## Dataset rows
▬▬▬▬▬▬

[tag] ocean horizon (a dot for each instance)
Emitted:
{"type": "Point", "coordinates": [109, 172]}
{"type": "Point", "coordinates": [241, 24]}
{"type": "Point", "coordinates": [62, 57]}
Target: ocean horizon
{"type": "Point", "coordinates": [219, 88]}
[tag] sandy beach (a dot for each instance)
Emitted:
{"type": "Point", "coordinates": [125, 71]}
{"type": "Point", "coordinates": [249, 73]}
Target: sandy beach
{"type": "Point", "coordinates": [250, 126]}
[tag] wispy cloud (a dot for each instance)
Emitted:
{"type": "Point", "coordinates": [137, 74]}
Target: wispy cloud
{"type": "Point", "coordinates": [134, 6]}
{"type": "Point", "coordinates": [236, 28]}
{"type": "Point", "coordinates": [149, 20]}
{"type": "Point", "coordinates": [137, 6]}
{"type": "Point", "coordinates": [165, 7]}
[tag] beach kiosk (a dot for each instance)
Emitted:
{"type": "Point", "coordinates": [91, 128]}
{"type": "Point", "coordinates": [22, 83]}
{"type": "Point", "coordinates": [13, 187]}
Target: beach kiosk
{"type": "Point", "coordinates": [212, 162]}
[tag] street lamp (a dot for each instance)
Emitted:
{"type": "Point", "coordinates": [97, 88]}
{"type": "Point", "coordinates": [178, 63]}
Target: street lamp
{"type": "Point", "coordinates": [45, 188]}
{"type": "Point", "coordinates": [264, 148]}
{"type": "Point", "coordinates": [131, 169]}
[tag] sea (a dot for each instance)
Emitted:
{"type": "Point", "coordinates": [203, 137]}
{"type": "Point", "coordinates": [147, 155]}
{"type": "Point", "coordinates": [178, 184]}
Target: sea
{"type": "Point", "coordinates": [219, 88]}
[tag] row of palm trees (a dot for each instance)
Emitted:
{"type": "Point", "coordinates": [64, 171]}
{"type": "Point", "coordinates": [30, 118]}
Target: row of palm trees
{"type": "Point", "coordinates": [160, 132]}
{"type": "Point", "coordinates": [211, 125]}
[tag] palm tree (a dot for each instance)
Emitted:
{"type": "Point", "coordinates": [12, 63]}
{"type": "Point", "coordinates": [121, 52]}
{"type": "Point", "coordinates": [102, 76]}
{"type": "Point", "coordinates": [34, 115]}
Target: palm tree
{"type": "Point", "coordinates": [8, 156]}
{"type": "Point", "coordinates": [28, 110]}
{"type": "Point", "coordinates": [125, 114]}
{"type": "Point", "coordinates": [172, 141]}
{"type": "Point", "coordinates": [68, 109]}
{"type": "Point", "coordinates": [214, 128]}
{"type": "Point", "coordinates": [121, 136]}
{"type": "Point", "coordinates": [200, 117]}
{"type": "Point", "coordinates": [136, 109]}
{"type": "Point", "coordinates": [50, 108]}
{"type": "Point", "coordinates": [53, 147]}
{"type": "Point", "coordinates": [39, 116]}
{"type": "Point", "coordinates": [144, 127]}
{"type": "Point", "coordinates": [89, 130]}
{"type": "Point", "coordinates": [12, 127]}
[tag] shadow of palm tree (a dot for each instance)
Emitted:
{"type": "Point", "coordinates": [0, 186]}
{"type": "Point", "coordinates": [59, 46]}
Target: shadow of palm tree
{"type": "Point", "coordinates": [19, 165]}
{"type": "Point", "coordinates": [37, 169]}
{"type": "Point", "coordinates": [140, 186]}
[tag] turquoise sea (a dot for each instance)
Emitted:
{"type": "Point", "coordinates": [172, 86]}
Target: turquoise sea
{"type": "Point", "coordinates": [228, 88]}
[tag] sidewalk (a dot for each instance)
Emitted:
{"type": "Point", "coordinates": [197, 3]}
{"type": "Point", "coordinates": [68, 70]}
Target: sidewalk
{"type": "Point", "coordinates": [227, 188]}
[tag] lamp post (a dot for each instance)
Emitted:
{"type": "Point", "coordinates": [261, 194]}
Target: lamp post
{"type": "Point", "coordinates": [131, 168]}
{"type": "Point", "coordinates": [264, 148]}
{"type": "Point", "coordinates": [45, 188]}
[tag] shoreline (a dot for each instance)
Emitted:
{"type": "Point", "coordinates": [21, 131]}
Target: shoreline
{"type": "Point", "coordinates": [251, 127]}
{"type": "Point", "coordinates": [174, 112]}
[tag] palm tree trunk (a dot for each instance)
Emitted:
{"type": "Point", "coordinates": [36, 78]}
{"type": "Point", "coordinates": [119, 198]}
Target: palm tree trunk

▬▬▬▬▬▬

## Task directions
The records above should be repeated in full, exactly as given.

## Written response
[tag] ocean horizon (a dot for each instance)
Emitted:
{"type": "Point", "coordinates": [109, 172]}
{"type": "Point", "coordinates": [241, 24]}
{"type": "Point", "coordinates": [62, 57]}
Target: ocean horizon
{"type": "Point", "coordinates": [219, 88]}
[tag] sandy beach (a dot for each instance)
Emitted:
{"type": "Point", "coordinates": [125, 71]}
{"type": "Point", "coordinates": [249, 73]}
Target: sandy beach
{"type": "Point", "coordinates": [250, 126]}
[tag] wispy cloud (a dot for each instance)
Emitted:
{"type": "Point", "coordinates": [137, 74]}
Target: wispy cloud
{"type": "Point", "coordinates": [134, 6]}
{"type": "Point", "coordinates": [236, 28]}
{"type": "Point", "coordinates": [149, 20]}
{"type": "Point", "coordinates": [137, 6]}
{"type": "Point", "coordinates": [165, 7]}
[tag] beach kiosk (a dot for each instance)
Emitted:
{"type": "Point", "coordinates": [91, 128]}
{"type": "Point", "coordinates": [22, 83]}
{"type": "Point", "coordinates": [13, 187]}
Target: beach kiosk
{"type": "Point", "coordinates": [212, 162]}
[tag] street lamp (a dot for each instance)
Emitted:
{"type": "Point", "coordinates": [97, 88]}
{"type": "Point", "coordinates": [178, 63]}
Target: street lamp
{"type": "Point", "coordinates": [45, 188]}
{"type": "Point", "coordinates": [264, 148]}
{"type": "Point", "coordinates": [131, 169]}
[tag] sea (a dot for each instance)
Emitted:
{"type": "Point", "coordinates": [203, 137]}
{"type": "Point", "coordinates": [147, 155]}
{"type": "Point", "coordinates": [178, 184]}
Target: sea
{"type": "Point", "coordinates": [219, 88]}
[tag] row of palm trees (a dot for each instance)
Emitted:
{"type": "Point", "coordinates": [64, 171]}
{"type": "Point", "coordinates": [30, 118]}
Target: row of palm trees
{"type": "Point", "coordinates": [160, 132]}
{"type": "Point", "coordinates": [211, 125]}
[tag] palm tree (a dot for each instance)
Emitted:
{"type": "Point", "coordinates": [12, 63]}
{"type": "Point", "coordinates": [121, 52]}
{"type": "Point", "coordinates": [102, 76]}
{"type": "Point", "coordinates": [34, 115]}
Target: palm tree
{"type": "Point", "coordinates": [8, 156]}
{"type": "Point", "coordinates": [28, 110]}
{"type": "Point", "coordinates": [125, 114]}
{"type": "Point", "coordinates": [172, 141]}
{"type": "Point", "coordinates": [68, 109]}
{"type": "Point", "coordinates": [214, 128]}
{"type": "Point", "coordinates": [121, 136]}
{"type": "Point", "coordinates": [200, 117]}
{"type": "Point", "coordinates": [136, 109]}
{"type": "Point", "coordinates": [50, 108]}
{"type": "Point", "coordinates": [53, 147]}
{"type": "Point", "coordinates": [39, 116]}
{"type": "Point", "coordinates": [144, 127]}
{"type": "Point", "coordinates": [89, 130]}
{"type": "Point", "coordinates": [12, 127]}
[tag] shadow of palm tree (a dot for each instance)
Emitted:
{"type": "Point", "coordinates": [0, 186]}
{"type": "Point", "coordinates": [59, 46]}
Target: shadow of palm tree
{"type": "Point", "coordinates": [19, 165]}
{"type": "Point", "coordinates": [37, 169]}
{"type": "Point", "coordinates": [140, 186]}
[tag] turquoise sea (a dot for each instance)
Emitted:
{"type": "Point", "coordinates": [172, 86]}
Target: turquoise sea
{"type": "Point", "coordinates": [228, 88]}
[tag] sidewalk (a dot for each instance)
Emitted:
{"type": "Point", "coordinates": [197, 3]}
{"type": "Point", "coordinates": [68, 70]}
Target: sidewalk
{"type": "Point", "coordinates": [227, 188]}
[tag] lamp post (a dot for each instance)
Emitted:
{"type": "Point", "coordinates": [261, 194]}
Target: lamp post
{"type": "Point", "coordinates": [131, 168]}
{"type": "Point", "coordinates": [264, 148]}
{"type": "Point", "coordinates": [45, 188]}
[tag] shoreline (a dot for each instance)
Emitted:
{"type": "Point", "coordinates": [21, 131]}
Target: shoreline
{"type": "Point", "coordinates": [251, 127]}
{"type": "Point", "coordinates": [174, 112]}
[tag] palm tree trunk (a dot for each instance)
Emitted:
{"type": "Point", "coordinates": [36, 78]}
{"type": "Point", "coordinates": [119, 198]}
Target: palm tree trunk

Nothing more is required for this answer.